What you are asked to do: Reproduce nothing but the closing run of lines: the line with "# point at: teddy bear's tuft" and each line that follows it to the end of the data.

Input for this task:
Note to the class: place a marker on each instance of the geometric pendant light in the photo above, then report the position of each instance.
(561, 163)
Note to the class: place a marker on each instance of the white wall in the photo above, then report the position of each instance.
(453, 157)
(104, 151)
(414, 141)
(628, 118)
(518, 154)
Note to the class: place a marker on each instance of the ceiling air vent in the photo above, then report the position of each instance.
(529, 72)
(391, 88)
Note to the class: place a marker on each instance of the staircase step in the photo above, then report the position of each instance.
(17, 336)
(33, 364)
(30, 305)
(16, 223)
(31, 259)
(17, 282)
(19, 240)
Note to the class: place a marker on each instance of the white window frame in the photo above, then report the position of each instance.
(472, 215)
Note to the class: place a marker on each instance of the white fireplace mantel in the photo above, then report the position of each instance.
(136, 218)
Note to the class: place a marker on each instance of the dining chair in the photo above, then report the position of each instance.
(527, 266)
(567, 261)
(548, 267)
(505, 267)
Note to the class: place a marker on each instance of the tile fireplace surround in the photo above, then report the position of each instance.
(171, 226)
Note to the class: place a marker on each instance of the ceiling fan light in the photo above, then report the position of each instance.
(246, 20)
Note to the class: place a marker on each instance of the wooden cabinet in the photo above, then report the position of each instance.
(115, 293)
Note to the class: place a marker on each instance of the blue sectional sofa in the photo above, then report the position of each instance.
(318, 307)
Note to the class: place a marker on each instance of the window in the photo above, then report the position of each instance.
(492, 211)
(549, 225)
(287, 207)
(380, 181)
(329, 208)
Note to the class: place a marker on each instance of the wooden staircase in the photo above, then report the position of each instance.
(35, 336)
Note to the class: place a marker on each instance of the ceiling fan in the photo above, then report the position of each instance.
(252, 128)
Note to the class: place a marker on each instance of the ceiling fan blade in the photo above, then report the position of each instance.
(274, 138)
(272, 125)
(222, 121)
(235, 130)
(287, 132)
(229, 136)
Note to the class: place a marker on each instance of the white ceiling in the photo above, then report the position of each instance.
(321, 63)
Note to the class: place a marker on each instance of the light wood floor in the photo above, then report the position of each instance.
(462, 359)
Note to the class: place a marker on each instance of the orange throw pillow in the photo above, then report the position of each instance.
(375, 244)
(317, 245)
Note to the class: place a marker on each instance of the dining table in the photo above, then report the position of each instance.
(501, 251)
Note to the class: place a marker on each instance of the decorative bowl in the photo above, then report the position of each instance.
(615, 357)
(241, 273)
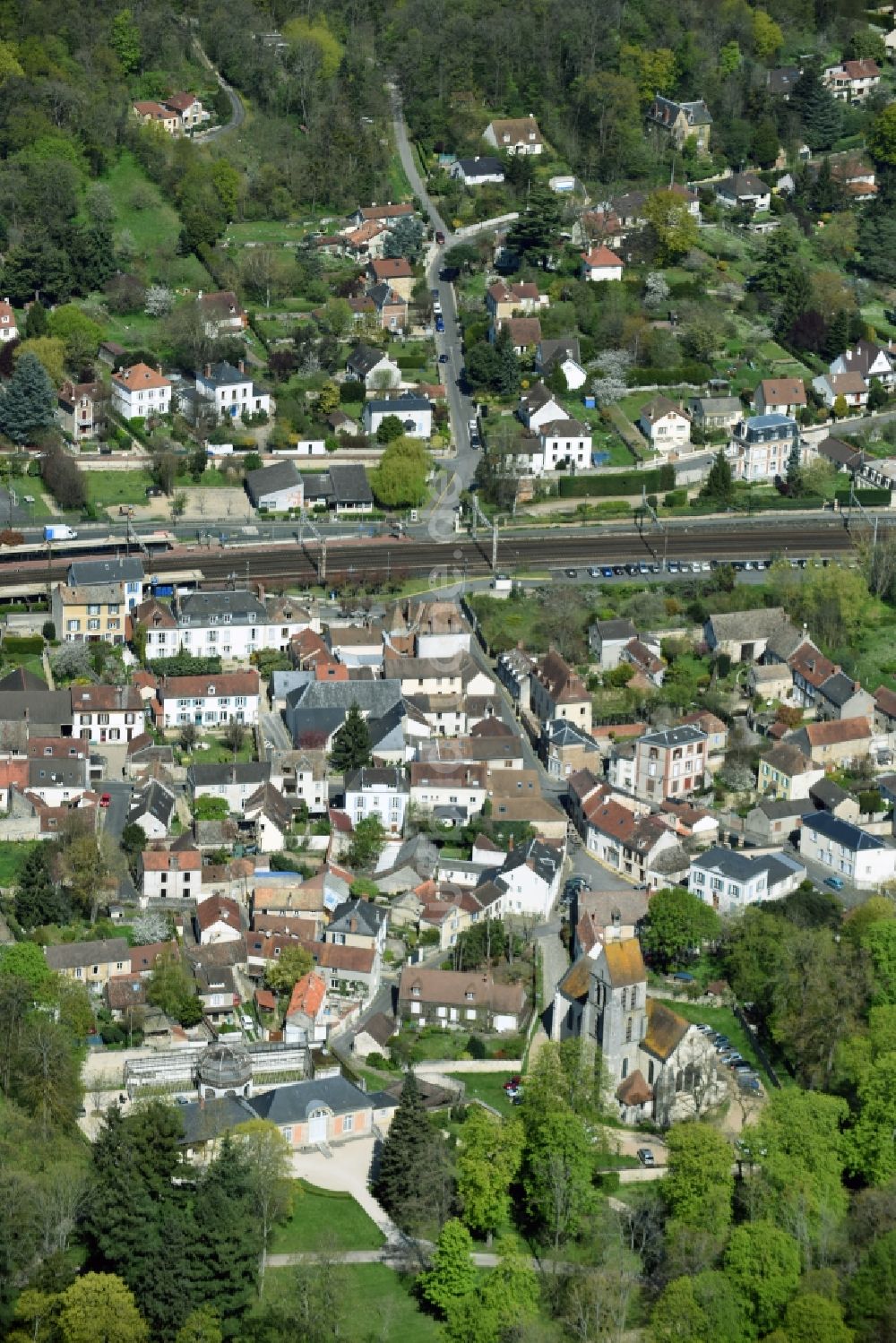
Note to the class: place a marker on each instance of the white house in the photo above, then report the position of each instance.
(276, 487)
(664, 425)
(140, 391)
(861, 860)
(231, 782)
(230, 391)
(729, 882)
(743, 188)
(381, 793)
(171, 874)
(538, 407)
(209, 702)
(600, 263)
(107, 712)
(8, 330)
(852, 81)
(416, 414)
(373, 366)
(477, 172)
(514, 134)
(852, 387)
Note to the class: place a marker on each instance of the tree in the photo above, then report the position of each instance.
(452, 1273)
(882, 137)
(677, 922)
(817, 109)
(269, 1173)
(403, 1154)
(487, 1163)
(764, 142)
(290, 966)
(352, 743)
(815, 1319)
(367, 842)
(763, 1265)
(171, 989)
(719, 485)
(29, 400)
(201, 1326)
(99, 1308)
(699, 1184)
(672, 225)
(400, 481)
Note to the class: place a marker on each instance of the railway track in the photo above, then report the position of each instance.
(383, 557)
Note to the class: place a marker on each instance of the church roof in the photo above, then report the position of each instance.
(665, 1030)
(625, 962)
(634, 1089)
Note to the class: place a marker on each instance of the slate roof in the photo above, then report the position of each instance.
(124, 570)
(268, 479)
(841, 831)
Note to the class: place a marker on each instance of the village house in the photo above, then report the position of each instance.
(82, 409)
(8, 330)
(171, 874)
(676, 123)
(414, 412)
(863, 860)
(780, 396)
(477, 172)
(222, 314)
(209, 702)
(833, 743)
(557, 692)
(514, 136)
(852, 387)
(670, 763)
(852, 81)
(107, 712)
(140, 391)
(871, 358)
(91, 963)
(731, 882)
(457, 1000)
(600, 263)
(664, 425)
(373, 366)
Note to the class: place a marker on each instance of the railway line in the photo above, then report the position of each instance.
(375, 560)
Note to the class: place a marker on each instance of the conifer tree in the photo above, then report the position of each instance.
(29, 401)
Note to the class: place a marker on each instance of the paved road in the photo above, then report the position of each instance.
(440, 519)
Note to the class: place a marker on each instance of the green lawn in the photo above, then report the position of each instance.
(721, 1020)
(152, 223)
(110, 487)
(322, 1214)
(13, 855)
(378, 1304)
(487, 1087)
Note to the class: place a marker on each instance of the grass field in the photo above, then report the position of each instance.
(152, 225)
(378, 1304)
(320, 1214)
(13, 855)
(489, 1088)
(110, 487)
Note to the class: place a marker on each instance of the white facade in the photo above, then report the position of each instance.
(140, 391)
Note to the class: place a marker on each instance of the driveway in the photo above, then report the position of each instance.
(347, 1170)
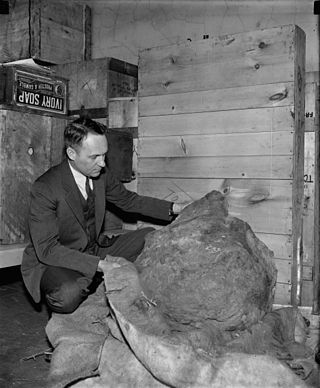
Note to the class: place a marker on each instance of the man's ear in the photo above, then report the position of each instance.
(71, 153)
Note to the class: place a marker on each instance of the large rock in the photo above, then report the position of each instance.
(208, 269)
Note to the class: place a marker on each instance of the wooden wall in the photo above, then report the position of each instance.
(228, 114)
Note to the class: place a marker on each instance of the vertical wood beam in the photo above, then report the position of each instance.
(298, 166)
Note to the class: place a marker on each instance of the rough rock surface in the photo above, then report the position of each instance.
(207, 269)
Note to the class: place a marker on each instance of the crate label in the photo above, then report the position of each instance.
(40, 92)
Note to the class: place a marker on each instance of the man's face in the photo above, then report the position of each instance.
(89, 158)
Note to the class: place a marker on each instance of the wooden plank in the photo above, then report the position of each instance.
(311, 103)
(282, 294)
(66, 43)
(57, 141)
(217, 49)
(309, 198)
(284, 270)
(250, 97)
(14, 33)
(121, 85)
(316, 280)
(265, 205)
(204, 123)
(25, 155)
(298, 166)
(254, 71)
(44, 30)
(281, 245)
(123, 112)
(66, 14)
(243, 144)
(307, 293)
(251, 167)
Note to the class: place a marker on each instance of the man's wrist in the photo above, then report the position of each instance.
(171, 212)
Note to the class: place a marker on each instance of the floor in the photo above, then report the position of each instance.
(22, 328)
(23, 342)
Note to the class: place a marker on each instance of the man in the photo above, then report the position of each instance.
(66, 253)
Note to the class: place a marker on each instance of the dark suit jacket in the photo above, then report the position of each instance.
(57, 225)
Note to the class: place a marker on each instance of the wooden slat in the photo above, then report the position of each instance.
(66, 42)
(284, 270)
(298, 165)
(244, 144)
(282, 294)
(260, 57)
(254, 71)
(311, 107)
(217, 49)
(122, 112)
(281, 245)
(204, 123)
(265, 205)
(264, 167)
(309, 198)
(273, 95)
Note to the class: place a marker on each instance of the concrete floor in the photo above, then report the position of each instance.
(22, 328)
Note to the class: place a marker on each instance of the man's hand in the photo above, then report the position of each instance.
(110, 262)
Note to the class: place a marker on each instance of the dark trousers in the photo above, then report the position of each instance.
(65, 289)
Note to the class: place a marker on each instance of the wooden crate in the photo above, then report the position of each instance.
(51, 31)
(228, 114)
(92, 83)
(25, 154)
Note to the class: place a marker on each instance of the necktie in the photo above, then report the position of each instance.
(88, 188)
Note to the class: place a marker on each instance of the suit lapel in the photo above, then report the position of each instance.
(72, 193)
(100, 201)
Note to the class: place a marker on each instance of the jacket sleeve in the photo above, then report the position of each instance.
(129, 201)
(48, 237)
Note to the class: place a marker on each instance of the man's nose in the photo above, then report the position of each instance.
(101, 161)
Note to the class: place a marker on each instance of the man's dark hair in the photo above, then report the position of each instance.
(78, 130)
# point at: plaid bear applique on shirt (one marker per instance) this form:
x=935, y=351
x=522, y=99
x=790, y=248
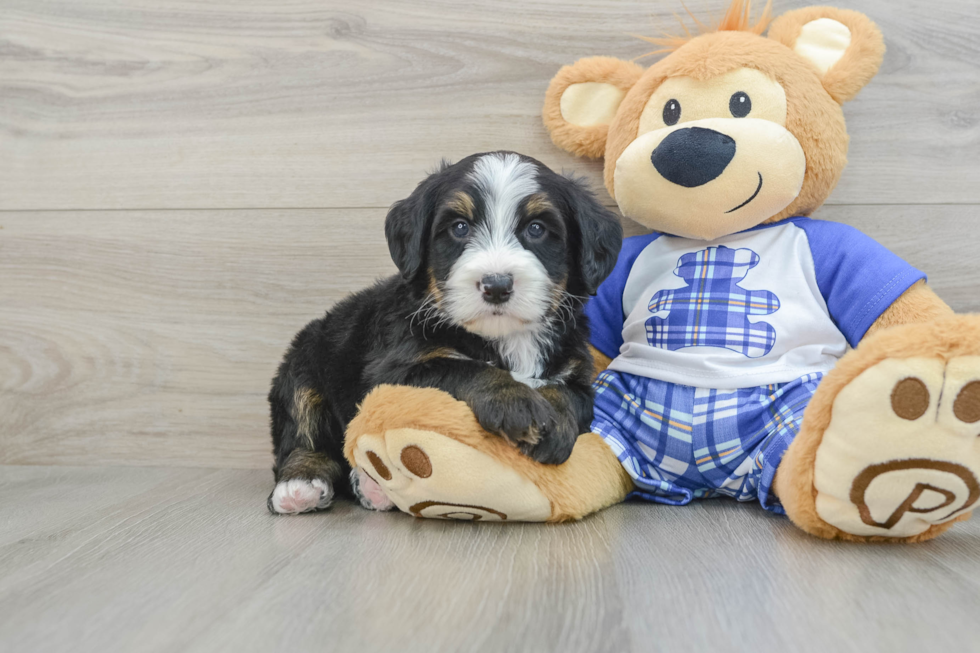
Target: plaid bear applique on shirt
x=713, y=310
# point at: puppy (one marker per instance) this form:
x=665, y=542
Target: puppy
x=496, y=256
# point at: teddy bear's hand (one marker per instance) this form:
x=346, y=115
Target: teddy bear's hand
x=519, y=414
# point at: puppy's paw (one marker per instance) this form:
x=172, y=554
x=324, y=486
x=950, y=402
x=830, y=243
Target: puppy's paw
x=555, y=448
x=300, y=495
x=519, y=414
x=368, y=492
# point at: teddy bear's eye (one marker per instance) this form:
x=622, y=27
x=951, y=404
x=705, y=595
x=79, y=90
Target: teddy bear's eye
x=740, y=104
x=672, y=112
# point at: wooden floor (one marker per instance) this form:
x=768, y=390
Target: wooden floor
x=185, y=183
x=169, y=559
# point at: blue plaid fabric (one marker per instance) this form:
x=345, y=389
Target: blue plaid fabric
x=712, y=310
x=681, y=443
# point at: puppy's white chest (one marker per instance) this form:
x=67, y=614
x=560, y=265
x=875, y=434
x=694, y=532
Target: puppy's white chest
x=522, y=353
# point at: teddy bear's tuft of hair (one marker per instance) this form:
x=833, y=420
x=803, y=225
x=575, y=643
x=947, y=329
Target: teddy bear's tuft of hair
x=736, y=19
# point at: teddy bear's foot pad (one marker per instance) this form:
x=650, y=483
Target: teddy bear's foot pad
x=902, y=451
x=428, y=474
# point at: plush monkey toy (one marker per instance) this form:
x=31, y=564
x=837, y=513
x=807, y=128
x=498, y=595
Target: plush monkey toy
x=724, y=334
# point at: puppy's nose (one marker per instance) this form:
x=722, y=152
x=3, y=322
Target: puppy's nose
x=497, y=287
x=693, y=156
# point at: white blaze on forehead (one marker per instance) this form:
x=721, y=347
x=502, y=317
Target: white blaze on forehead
x=517, y=326
x=503, y=180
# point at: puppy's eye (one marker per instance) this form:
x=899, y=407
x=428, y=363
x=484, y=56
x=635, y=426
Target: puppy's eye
x=672, y=112
x=536, y=231
x=460, y=229
x=740, y=104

Solution to the exercise:
# point at: teddy bear's tuft of hair (one marker per instance) this form:
x=833, y=420
x=803, y=225
x=575, y=643
x=947, y=329
Target: teddy bear's tuft of hair
x=736, y=19
# point at: teddy bear's foot pad (one marker per instance) this form:
x=650, y=483
Target: teddy bear's foot pad
x=902, y=451
x=428, y=474
# point at: plush monkey toy (one marker per instance) this form:
x=31, y=564
x=837, y=513
x=807, y=128
x=498, y=595
Target: plush monkey toy
x=724, y=334
# point at: puppy's nose (one marker per instance) this form:
x=722, y=152
x=3, y=322
Target: puppy's nose
x=497, y=287
x=693, y=156
# point at: white blaze on forehead (one marker per instance) this form:
x=721, y=347
x=502, y=317
Target: white blaze on forehead
x=517, y=326
x=503, y=180
# point at: puppy's eye (one marker per instance) this form:
x=899, y=407
x=428, y=363
x=484, y=56
x=635, y=426
Target: puppy's eye
x=672, y=112
x=536, y=231
x=460, y=229
x=740, y=104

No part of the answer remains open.